**ABOUT THIS EXERCISE**
The lines from the one with "the soccer ball" through the last line below are to be copied exactly; no other lines are to be returned.

Stored records

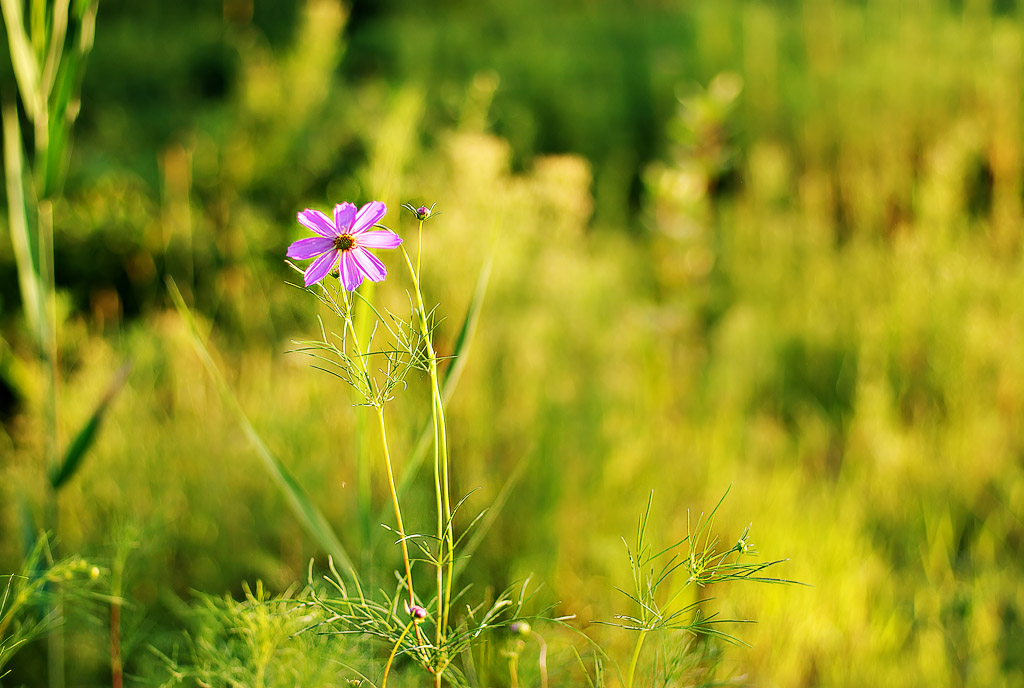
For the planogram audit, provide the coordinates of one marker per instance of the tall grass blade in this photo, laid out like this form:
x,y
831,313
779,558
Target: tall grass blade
x,y
308,514
460,355
72,460
28,270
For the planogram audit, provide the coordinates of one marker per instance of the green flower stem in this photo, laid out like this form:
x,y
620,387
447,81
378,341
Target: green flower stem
x,y
635,659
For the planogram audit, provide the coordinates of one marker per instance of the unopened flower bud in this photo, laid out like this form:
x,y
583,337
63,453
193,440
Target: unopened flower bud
x,y
520,628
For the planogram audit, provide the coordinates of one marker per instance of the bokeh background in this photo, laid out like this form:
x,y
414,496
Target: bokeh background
x,y
769,245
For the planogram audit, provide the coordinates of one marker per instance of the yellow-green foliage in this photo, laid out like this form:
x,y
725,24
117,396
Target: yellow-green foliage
x,y
824,308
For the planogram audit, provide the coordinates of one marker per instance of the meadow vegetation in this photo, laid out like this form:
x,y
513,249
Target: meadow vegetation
x,y
769,249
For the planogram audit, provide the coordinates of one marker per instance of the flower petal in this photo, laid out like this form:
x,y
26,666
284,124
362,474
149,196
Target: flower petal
x,y
379,240
318,222
321,267
368,262
310,247
351,275
368,216
344,213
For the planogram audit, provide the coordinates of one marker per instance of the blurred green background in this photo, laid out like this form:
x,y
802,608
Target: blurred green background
x,y
772,245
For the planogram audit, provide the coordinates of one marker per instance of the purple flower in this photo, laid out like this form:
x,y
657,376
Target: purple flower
x,y
345,239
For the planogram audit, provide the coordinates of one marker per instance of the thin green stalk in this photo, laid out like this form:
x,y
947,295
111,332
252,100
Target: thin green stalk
x,y
394,651
444,535
635,659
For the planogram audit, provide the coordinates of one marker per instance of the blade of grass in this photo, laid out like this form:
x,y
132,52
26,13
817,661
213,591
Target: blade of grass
x,y
307,513
87,434
23,58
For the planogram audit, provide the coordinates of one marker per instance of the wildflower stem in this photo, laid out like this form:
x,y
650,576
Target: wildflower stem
x,y
394,650
444,536
635,659
397,509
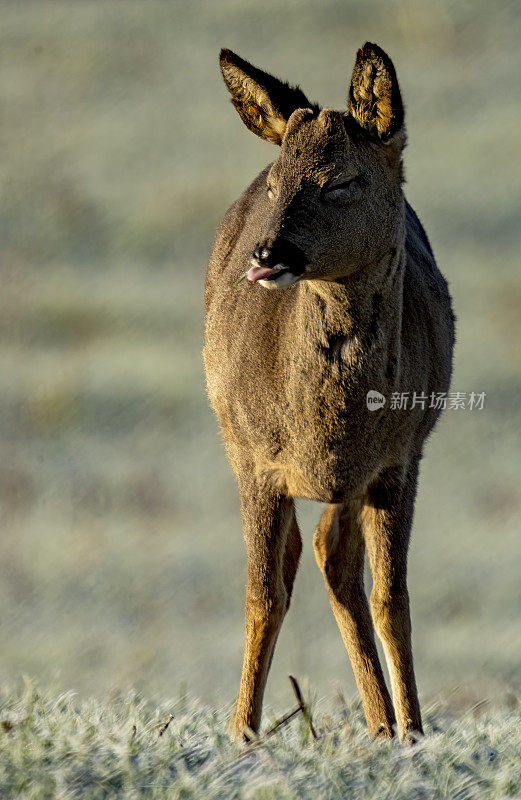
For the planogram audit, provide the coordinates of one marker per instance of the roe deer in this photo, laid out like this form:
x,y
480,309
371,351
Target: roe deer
x,y
358,304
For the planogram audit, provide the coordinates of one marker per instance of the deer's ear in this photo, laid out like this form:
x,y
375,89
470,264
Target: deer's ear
x,y
264,103
374,99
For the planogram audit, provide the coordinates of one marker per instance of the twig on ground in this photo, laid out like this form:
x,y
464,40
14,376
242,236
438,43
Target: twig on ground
x,y
165,725
303,707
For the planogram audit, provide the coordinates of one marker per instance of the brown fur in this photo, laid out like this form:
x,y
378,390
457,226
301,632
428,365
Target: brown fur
x,y
288,371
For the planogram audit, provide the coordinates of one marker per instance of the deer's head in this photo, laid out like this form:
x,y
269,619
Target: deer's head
x,y
333,200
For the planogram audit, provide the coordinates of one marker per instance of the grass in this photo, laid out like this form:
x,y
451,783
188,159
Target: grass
x,y
127,746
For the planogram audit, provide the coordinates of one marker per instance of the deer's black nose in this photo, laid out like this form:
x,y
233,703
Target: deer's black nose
x,y
282,252
262,254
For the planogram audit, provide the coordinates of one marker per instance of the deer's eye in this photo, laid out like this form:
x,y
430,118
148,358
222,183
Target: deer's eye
x,y
341,188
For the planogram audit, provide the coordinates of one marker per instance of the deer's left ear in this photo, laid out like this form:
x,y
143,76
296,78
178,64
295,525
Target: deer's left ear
x,y
263,102
375,102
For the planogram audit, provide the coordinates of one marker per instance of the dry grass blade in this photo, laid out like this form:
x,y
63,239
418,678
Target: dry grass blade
x,y
303,707
165,725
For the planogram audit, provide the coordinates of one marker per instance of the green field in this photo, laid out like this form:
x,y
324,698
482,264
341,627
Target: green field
x,y
121,555
56,746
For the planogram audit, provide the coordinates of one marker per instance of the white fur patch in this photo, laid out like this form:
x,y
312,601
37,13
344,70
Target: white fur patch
x,y
282,282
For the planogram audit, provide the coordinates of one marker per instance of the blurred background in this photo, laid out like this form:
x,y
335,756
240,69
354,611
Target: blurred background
x,y
121,553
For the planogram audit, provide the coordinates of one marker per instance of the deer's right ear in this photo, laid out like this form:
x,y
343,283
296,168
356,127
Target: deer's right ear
x,y
264,103
374,99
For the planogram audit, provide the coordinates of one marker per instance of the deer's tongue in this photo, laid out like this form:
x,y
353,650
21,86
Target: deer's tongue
x,y
255,274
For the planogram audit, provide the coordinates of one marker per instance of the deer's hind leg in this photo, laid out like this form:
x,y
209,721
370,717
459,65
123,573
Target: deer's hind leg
x,y
339,551
387,520
273,547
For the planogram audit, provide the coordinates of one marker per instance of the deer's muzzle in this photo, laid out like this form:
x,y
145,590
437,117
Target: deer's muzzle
x,y
277,266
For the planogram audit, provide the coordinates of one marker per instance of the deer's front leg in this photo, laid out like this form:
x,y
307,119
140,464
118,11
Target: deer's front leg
x,y
268,521
387,523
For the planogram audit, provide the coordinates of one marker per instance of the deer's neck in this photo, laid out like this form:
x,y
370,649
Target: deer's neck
x,y
367,305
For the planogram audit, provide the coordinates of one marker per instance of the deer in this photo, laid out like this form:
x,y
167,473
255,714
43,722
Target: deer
x,y
321,289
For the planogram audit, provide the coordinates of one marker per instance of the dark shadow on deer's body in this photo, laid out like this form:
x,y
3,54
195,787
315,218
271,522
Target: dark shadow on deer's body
x,y
343,297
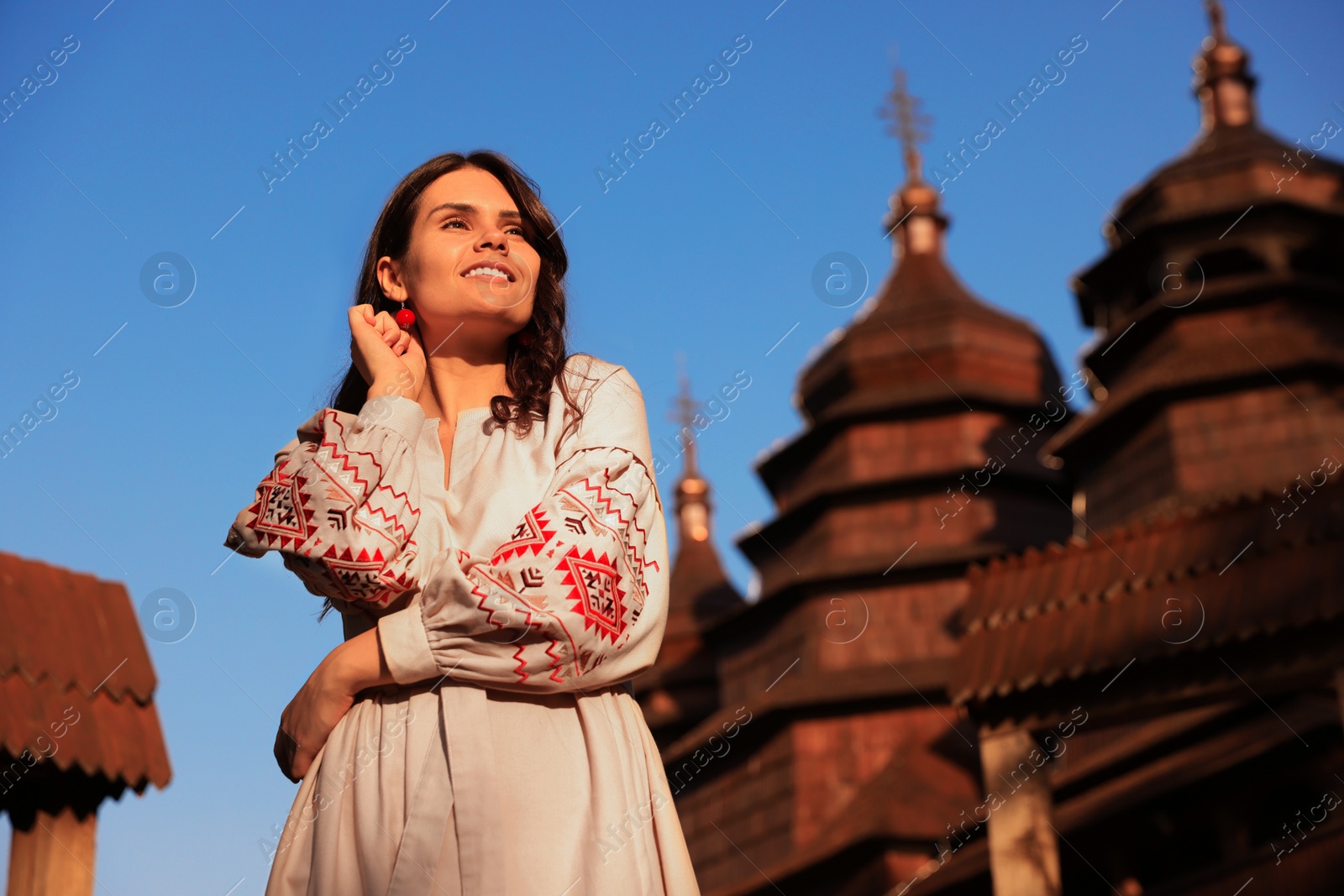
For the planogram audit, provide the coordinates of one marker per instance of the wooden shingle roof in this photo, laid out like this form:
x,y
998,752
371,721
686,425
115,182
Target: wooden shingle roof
x,y
76,680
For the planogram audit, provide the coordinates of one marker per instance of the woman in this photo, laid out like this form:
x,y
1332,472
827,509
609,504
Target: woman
x,y
481,508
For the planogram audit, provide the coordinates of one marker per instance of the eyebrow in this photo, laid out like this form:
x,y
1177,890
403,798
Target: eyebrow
x,y
470,210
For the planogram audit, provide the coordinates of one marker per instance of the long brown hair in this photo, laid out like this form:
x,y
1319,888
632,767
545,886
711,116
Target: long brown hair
x,y
528,369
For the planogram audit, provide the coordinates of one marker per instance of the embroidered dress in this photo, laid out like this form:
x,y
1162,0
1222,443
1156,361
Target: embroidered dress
x,y
514,607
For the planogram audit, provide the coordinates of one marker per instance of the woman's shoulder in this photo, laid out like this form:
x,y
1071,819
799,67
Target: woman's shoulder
x,y
612,405
586,374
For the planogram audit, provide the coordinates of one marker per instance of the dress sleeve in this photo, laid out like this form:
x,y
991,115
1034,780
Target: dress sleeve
x,y
577,597
342,504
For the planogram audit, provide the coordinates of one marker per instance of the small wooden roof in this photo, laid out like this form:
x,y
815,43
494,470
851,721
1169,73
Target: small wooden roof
x,y
76,680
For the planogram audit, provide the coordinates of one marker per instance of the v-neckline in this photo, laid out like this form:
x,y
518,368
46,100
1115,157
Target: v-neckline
x,y
449,458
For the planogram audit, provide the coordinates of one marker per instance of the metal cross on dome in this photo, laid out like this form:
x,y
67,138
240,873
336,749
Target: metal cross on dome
x,y
683,414
907,123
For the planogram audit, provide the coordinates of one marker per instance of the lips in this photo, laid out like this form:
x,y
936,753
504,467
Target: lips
x,y
492,269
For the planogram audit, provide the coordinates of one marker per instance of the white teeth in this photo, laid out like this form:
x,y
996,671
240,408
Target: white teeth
x,y
487,271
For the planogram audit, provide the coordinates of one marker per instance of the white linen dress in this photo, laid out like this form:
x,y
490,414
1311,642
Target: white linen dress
x,y
514,607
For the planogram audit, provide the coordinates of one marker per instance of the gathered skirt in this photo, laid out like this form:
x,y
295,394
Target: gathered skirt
x,y
448,789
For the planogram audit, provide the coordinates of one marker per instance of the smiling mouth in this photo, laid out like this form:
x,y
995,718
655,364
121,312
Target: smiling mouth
x,y
490,271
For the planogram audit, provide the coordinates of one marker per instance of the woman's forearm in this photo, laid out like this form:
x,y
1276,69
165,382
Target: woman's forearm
x,y
360,663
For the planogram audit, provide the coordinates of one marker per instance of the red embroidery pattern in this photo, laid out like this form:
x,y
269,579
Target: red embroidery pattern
x,y
578,553
326,506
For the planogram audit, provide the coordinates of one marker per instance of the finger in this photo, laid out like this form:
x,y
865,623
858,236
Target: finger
x,y
389,328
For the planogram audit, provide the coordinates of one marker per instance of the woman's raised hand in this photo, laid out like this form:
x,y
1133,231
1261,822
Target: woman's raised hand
x,y
391,360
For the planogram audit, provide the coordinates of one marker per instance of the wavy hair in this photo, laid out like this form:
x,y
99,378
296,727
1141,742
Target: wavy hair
x,y
528,369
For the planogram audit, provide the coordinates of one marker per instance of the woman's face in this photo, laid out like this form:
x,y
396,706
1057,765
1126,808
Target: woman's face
x,y
468,261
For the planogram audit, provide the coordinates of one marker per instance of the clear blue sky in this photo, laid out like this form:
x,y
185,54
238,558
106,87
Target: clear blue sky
x,y
151,139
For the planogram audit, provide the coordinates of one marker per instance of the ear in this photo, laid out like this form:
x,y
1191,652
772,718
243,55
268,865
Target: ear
x,y
390,277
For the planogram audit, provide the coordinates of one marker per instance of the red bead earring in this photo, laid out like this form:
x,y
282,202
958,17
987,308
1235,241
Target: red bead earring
x,y
405,317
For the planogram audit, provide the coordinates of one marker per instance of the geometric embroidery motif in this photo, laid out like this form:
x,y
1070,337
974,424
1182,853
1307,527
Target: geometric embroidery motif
x,y
531,533
596,593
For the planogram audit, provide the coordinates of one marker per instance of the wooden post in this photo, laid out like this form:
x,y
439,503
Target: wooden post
x,y
1339,689
54,857
1023,851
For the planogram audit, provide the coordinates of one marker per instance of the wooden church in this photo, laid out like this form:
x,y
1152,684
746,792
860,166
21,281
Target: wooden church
x,y
1007,647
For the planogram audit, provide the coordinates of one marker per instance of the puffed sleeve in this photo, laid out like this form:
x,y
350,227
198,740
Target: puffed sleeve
x,y
342,504
577,597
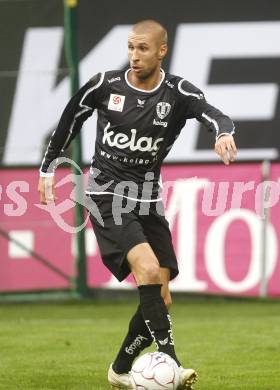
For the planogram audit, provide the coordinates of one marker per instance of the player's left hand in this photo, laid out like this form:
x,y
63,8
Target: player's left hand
x,y
226,149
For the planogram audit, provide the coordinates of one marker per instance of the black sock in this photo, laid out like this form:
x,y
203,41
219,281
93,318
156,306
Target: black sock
x,y
157,318
137,338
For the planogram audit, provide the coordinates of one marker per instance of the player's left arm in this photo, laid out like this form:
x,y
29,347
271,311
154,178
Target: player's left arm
x,y
215,121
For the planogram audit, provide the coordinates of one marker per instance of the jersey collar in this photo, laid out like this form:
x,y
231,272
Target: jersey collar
x,y
144,90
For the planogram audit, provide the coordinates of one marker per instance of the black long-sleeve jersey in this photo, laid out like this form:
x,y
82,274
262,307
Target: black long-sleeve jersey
x,y
135,129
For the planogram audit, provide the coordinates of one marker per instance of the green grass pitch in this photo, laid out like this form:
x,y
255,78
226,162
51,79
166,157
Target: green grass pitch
x,y
233,344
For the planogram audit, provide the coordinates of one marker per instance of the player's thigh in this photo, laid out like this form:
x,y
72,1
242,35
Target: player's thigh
x,y
165,292
143,264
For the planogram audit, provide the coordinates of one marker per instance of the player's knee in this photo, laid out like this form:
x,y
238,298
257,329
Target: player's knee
x,y
167,299
148,272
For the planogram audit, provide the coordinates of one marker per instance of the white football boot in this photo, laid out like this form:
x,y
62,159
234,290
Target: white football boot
x,y
119,381
187,378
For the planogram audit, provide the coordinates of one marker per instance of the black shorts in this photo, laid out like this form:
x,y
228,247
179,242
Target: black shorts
x,y
117,234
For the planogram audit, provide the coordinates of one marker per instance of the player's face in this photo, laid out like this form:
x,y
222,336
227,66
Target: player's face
x,y
145,53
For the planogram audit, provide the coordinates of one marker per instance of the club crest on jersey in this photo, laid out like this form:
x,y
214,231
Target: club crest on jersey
x,y
163,109
116,102
140,103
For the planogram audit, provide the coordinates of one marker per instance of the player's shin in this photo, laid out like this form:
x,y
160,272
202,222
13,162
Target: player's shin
x,y
137,339
157,318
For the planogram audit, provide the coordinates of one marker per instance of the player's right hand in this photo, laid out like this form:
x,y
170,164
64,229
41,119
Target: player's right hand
x,y
46,189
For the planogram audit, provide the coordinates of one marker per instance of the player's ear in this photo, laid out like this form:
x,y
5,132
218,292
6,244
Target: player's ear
x,y
162,51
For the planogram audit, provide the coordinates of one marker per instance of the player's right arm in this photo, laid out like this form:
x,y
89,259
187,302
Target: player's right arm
x,y
79,108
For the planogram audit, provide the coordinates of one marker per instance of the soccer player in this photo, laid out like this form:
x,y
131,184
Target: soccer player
x,y
141,112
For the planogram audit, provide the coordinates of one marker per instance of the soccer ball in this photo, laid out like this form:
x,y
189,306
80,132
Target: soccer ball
x,y
155,371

**OUTPUT BELOW**
For the planogram audit, provide the coordinates of one marker per instance of the soccer ball in this photo, laid out like this form:
x,y
189,306
80,132
Target: soccer ball
x,y
155,371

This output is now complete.